Copy all the data exactly, except the pictures.

Provided data =>
>> Start
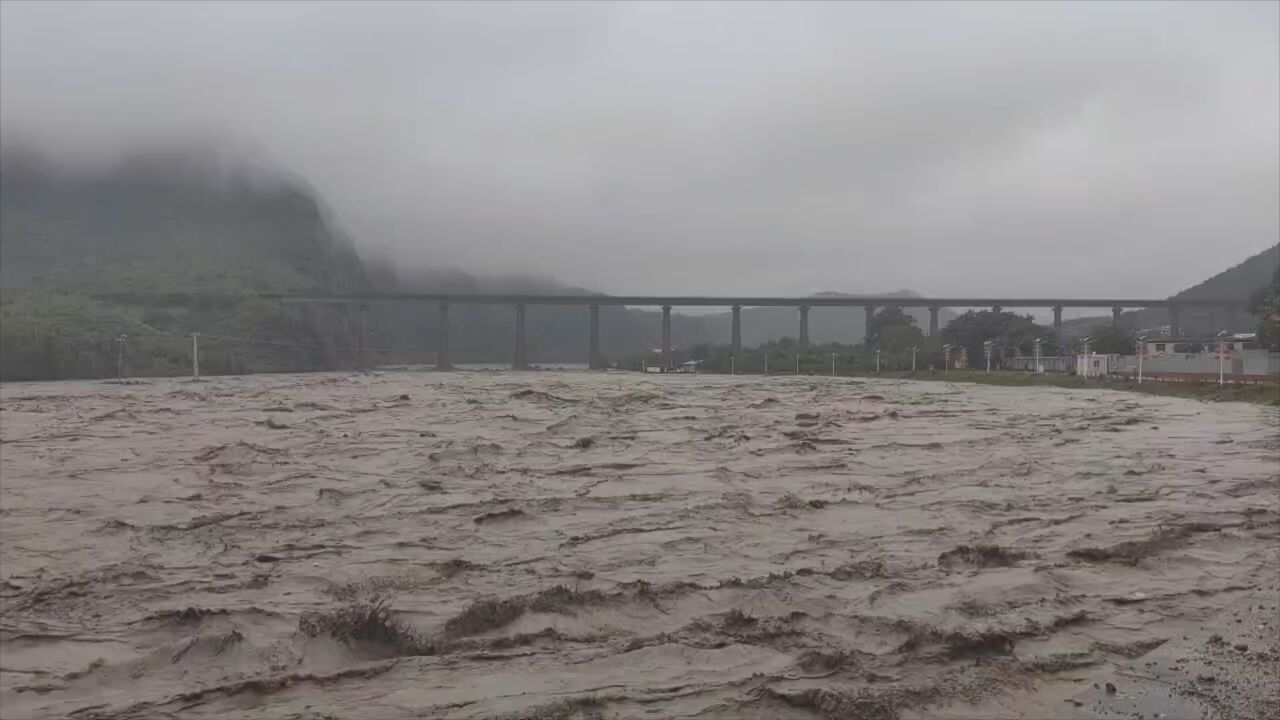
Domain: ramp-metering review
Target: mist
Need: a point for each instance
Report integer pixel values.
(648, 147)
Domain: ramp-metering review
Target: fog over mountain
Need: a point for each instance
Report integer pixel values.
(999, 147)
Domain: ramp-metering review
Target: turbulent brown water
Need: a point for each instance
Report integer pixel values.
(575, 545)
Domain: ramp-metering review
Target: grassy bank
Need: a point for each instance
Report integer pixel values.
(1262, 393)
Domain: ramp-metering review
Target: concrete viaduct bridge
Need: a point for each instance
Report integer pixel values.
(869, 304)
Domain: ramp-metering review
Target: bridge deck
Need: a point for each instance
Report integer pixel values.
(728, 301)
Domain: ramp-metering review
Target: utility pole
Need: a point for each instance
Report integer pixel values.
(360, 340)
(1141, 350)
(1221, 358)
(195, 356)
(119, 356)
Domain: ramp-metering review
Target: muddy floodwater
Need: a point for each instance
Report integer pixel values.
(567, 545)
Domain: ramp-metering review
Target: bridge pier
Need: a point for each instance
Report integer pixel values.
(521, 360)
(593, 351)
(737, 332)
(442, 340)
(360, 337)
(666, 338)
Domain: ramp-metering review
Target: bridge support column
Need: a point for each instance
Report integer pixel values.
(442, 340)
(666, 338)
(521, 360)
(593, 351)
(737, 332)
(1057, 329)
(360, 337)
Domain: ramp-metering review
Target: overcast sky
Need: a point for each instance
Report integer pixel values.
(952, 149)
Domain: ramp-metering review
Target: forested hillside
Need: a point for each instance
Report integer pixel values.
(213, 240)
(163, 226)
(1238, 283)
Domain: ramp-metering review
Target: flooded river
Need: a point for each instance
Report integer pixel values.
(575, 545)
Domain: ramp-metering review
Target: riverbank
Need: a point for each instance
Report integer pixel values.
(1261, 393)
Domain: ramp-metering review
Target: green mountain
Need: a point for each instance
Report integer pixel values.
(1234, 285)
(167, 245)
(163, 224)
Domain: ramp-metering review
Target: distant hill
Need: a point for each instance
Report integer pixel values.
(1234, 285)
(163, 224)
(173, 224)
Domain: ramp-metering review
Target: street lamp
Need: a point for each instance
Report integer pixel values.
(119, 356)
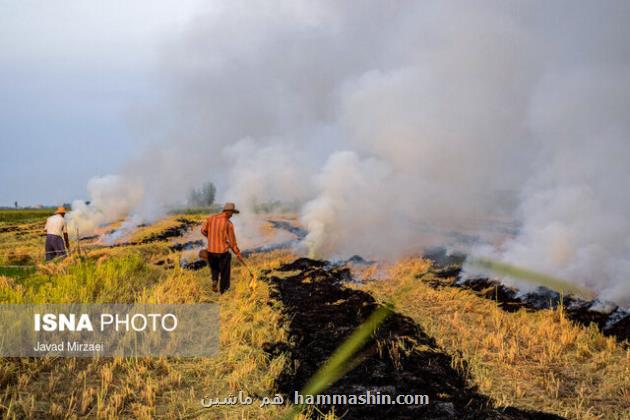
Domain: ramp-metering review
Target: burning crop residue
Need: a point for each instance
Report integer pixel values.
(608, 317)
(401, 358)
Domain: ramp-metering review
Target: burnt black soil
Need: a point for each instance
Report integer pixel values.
>> End
Answer to the task =>
Domain: ramp-metering review
Target: mist
Need: a point for each instance
Report integer pixel values.
(648, 147)
Domain: ramp-metering review
Target: fog over mountain
Need: a point for each instance
Report integer pixel values.
(999, 147)
Domain: ramp-metering review
Target: turbulent brown water
Need: a point for each instance
Report integer pixel values.
(575, 545)
Domain: ramp-metering review
Target: grassy bank
Need: a point for each instance
Report integer pixel values.
(1262, 393)
Domain: ramp-metering review
Target: concrete viaduct bridge
Need: a point for each instance
Report integer pixel values.
(869, 304)
Domain: ramp-metering review
Target: bridge deck
Need: a point for each instance
Report integer pixel values.
(728, 301)
Domain: ramp-metering review
Target: utility pole
Need: a point for each instance
Report integer pixel values.
(360, 340)
(1141, 350)
(1221, 358)
(195, 356)
(119, 356)
Domain: ramp-metering review
Target: muddy floodwater
Need: a point for each instance
Report integer pixel values.
(567, 545)
Domain: ramp-metering review
Target: bridge pier
Need: a point for each instance
Report integer pixel values.
(521, 360)
(593, 351)
(737, 332)
(442, 340)
(360, 337)
(666, 338)
Domain: ramp-metering review
Target: bridge support column
Need: a point for each instance
Report integer pixel values.
(442, 340)
(666, 338)
(521, 360)
(593, 351)
(737, 332)
(1057, 329)
(360, 337)
Domain: ramp-metering review
Target: overcast sky
Need: a point for each instance
Report integer pixel values.
(952, 149)
Domain: ramp-metering review
Target: forested hillside
Need: a point for each instance
Report integer pixel values.
(213, 240)
(163, 226)
(1238, 283)
Domain: ramp-metering review
Target: flooded river
Need: a point for each instance
Report integer pixel values.
(575, 545)
Domain: ramp-metering review
Target: riverbank
Need: a point for each instance
Report integer pixel values.
(1261, 393)
Domain: ramp-metering review
Target: green mountain
Need: a point for each instance
Report integer pixel values.
(1234, 285)
(167, 245)
(163, 224)
Domain: ramp-metering review
Target: distant hill
Need: a point for each instance
Report integer pixel values.
(1234, 285)
(163, 224)
(173, 224)
Domain: ramp-metering review
Target: street lamp
Need: a point for each instance
Report integer pixel values.
(119, 356)
Domain: ramp-metering review
Target: burning crop residue
Need: a point for each instance
Report integer pixel values.
(608, 317)
(401, 358)
Domain: ramp-metering review
Target: burnt black soil
Need: a point for each instance
Report integer pixel values.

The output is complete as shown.